Give back all of the data exactly. Leave nothing out.

(Data entries)
⟨
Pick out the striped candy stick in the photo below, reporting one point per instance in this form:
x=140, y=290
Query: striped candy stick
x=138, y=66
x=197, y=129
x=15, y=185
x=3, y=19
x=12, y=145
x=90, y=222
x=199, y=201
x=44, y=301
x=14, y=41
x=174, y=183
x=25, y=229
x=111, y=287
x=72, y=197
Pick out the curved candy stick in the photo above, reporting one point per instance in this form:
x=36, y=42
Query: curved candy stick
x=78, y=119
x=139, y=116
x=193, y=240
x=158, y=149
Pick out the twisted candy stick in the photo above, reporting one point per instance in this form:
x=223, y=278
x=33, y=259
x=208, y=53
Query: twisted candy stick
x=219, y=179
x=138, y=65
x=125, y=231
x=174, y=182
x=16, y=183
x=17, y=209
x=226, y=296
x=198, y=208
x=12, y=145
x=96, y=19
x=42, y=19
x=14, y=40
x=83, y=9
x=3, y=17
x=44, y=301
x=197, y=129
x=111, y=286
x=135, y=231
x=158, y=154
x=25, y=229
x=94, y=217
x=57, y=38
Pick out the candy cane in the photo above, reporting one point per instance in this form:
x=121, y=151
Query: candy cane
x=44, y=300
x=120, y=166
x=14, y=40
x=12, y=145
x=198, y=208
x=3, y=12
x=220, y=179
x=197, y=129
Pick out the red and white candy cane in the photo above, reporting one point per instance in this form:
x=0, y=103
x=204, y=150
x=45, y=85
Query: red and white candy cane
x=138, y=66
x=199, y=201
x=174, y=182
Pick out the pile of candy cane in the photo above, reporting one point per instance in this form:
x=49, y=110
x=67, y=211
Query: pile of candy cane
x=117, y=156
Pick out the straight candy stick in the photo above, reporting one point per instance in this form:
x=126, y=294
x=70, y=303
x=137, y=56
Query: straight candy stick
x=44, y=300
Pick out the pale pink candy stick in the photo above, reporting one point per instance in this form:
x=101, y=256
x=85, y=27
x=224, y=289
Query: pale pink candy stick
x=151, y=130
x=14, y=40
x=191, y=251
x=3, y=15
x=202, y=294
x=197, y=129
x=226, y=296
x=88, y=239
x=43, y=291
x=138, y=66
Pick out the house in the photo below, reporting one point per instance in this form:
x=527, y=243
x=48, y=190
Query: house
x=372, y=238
⟩
• [Reply]
Pick out the striped candy stick in the photo below, reporting one point per instance in this form:
x=140, y=290
Query: striped candy stick
x=138, y=66
x=197, y=129
x=15, y=185
x=3, y=19
x=12, y=145
x=90, y=222
x=199, y=201
x=44, y=301
x=14, y=41
x=174, y=183
x=25, y=229
x=111, y=287
x=72, y=197
Pick out the curved candy stick in the photo above, reporting one point per instance in this form:
x=36, y=42
Query: curved candy stick
x=78, y=119
x=139, y=116
x=193, y=240
x=158, y=149
Pick out the twisted candy stick in the photo above, reporting one point per instance in this form:
x=223, y=278
x=33, y=259
x=208, y=53
Query: twisted candy stick
x=219, y=179
x=138, y=65
x=125, y=231
x=174, y=182
x=16, y=183
x=17, y=209
x=226, y=296
x=198, y=208
x=12, y=145
x=96, y=19
x=42, y=19
x=14, y=40
x=83, y=9
x=3, y=17
x=44, y=301
x=197, y=129
x=111, y=286
x=135, y=231
x=158, y=154
x=25, y=229
x=94, y=217
x=57, y=38
Pick out the candy cane in the photo above, reporting one point per instance in this form:
x=121, y=151
Query: candy cane
x=44, y=300
x=120, y=166
x=14, y=40
x=12, y=145
x=198, y=208
x=3, y=12
x=220, y=179
x=197, y=129
Pick out the red and white candy cane in the photo above, reporting one point per instance in this form:
x=0, y=103
x=204, y=150
x=45, y=85
Query: red and white candy cane
x=138, y=66
x=199, y=201
x=174, y=182
Pick out the pile of candy cane in the photo above, reporting one point per instance in this form:
x=49, y=110
x=67, y=211
Query: pile of candy cane
x=117, y=156
Pick out the straight candy stick in the photo above, reporting one point per instance in this form:
x=126, y=294
x=70, y=303
x=137, y=56
Query: straight candy stick
x=44, y=300
Pick out the pale pink candy stick in the photo above, reporting one point per instance in this form:
x=101, y=256
x=85, y=27
x=224, y=289
Query: pale pink candy stick
x=151, y=130
x=14, y=40
x=191, y=251
x=3, y=15
x=202, y=294
x=197, y=129
x=226, y=296
x=88, y=239
x=43, y=291
x=138, y=66
Pick out the house in the photo below, reporting one point per instance in this form:
x=527, y=243
x=48, y=190
Query: house
x=372, y=238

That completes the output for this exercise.